Exercise instructions —
a) According to the spring gardening text, how high should the ball of dirt be dropped from to test whether the soil is dry?
b) Write out the spring gardening text starting at the words "Make Sure the" and ending after the words "to work with.".

Make Sure the Ground is Ready
When temperatures start to rise and the sun comes out, I want to hurry out to my garden to do some work. But starting to dig before the soil is dry can turn your garden into one gigantic collection of hard dirt clumps. Walking in a garden that is wet can compact the soil as well. One way to test the level of dryness is to take a handful of dirt, roll it into a ball and drop it from a height of about three feet. If the ball of dirt breaks apart on the ground, then the soil is dry enough to work with.
Clear Away the Weeds
Weeds are some of the first things you’ll see growing in a spring garden. Get your spring garden ready for planting by pulling or eliminating weeds wherever they start to come up. It’s important not to let the weeds get a foothold in your garden while you’re waiting to plant your flowers and vegetables. If you pull weeds whenever you see them, they won’t steal sunlight or garden space away from the items you plant.
Plan Your Garden Arrangement
Take some time to plan the arrangement of your vegetable or flower garden. When planning the rows in a vegetable garden, you may want to consider the size of the plants. For instance, it’s a good idea to put plants that are medium-height such as tomatoes, peppers, and broccoli in the middle rows of your garden, where they have enough space to spread out. Put the low-growing plants such as lettuce or cabbage at one end of the garden so they aren’t overshadowed by taller plants. Alternatively, when planning the arrangement of your flower garden, you should take note of how much sunlight your flowers need to grow. A gathering of purple, red or white petunias would flourish in an area of a garden that receives four to six hours of full sun a day. A lovely collection of blue and white hydrangeas are likely to flourish in an area of your garden that allows them partial shade during the day. You can find out about the care of a particular flower by looking at the instructions on the pot or seed packet.
Look Out for the Early Arrivals of Spring
There are some flowers and vegetables that arrive particularly early in the springtime. Daffodils have been known to peak up through the snow in some areas. Both yellow and white varieties of daffodils appear very early in the spring season. Snowdrops and Phlox are two other examples of spring’s earliest bloomers. When it comes to vegetables, lettuce, peas, and cauliflower grow well in the early spring.
Take it from me; it’s worth the time it takes to create and nurture a spring garden that you’ll enjoy for months to come.

Entries from a dataset:
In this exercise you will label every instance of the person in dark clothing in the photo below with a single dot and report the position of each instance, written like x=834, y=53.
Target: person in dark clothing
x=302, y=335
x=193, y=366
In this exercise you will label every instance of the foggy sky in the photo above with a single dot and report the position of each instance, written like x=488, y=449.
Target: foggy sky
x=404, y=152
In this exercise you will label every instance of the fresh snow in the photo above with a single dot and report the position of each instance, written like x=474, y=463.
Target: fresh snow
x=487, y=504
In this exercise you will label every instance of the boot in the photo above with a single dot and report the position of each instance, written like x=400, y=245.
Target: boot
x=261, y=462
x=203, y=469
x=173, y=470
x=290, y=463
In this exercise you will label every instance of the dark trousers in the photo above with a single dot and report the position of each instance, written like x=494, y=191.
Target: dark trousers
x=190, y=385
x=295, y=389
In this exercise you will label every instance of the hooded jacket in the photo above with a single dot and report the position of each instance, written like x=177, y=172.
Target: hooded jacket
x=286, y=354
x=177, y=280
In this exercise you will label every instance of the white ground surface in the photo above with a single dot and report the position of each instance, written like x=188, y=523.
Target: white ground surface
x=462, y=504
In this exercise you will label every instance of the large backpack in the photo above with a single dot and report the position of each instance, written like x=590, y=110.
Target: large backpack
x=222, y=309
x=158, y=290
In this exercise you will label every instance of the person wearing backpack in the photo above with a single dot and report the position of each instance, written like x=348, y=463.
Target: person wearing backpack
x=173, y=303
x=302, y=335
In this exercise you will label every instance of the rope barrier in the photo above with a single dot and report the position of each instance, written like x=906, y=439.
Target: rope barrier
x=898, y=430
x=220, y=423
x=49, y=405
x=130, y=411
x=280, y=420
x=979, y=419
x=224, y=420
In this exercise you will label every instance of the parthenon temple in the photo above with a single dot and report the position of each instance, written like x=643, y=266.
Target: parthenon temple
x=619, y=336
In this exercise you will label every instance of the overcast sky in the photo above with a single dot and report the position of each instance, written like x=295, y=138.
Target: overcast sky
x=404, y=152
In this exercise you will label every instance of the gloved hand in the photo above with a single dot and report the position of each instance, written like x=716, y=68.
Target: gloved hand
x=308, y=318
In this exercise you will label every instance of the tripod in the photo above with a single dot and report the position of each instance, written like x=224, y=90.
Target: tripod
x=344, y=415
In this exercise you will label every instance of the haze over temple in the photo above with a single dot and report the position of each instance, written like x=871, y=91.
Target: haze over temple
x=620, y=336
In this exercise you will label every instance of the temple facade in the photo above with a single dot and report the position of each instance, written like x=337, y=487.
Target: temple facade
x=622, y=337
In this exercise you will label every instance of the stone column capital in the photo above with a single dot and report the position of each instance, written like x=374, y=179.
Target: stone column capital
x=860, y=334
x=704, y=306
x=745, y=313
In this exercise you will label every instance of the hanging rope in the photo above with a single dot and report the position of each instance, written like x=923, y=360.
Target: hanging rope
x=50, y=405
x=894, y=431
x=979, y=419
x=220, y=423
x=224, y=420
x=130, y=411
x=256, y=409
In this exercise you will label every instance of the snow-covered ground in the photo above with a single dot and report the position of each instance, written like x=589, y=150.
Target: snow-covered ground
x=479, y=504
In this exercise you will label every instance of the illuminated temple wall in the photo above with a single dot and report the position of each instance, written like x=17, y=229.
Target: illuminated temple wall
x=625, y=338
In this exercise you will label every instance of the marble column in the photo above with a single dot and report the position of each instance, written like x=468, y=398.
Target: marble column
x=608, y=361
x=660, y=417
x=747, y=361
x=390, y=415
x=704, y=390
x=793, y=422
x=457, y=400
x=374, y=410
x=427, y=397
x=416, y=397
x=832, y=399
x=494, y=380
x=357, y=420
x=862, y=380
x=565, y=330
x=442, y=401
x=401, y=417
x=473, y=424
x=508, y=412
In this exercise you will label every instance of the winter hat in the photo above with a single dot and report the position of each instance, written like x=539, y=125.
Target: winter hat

The solutions —
a) About three feet.

b)
Make Sure the Ground is Ready
When temperatures start to rise and the sun comes out, I want to hurry out to my garden to do some work. But starting to dig before the soil is dry can turn your garden into one gigantic collection of hard dirt clumps. Walking in a garden that is wet can compact the soil as well. One way to test the level of dryness is to take a handful of dirt, roll it into a ball and drop it from a height of about three feet. If the ball of dirt breaks apart on the ground, then the soil is dry enough to work with.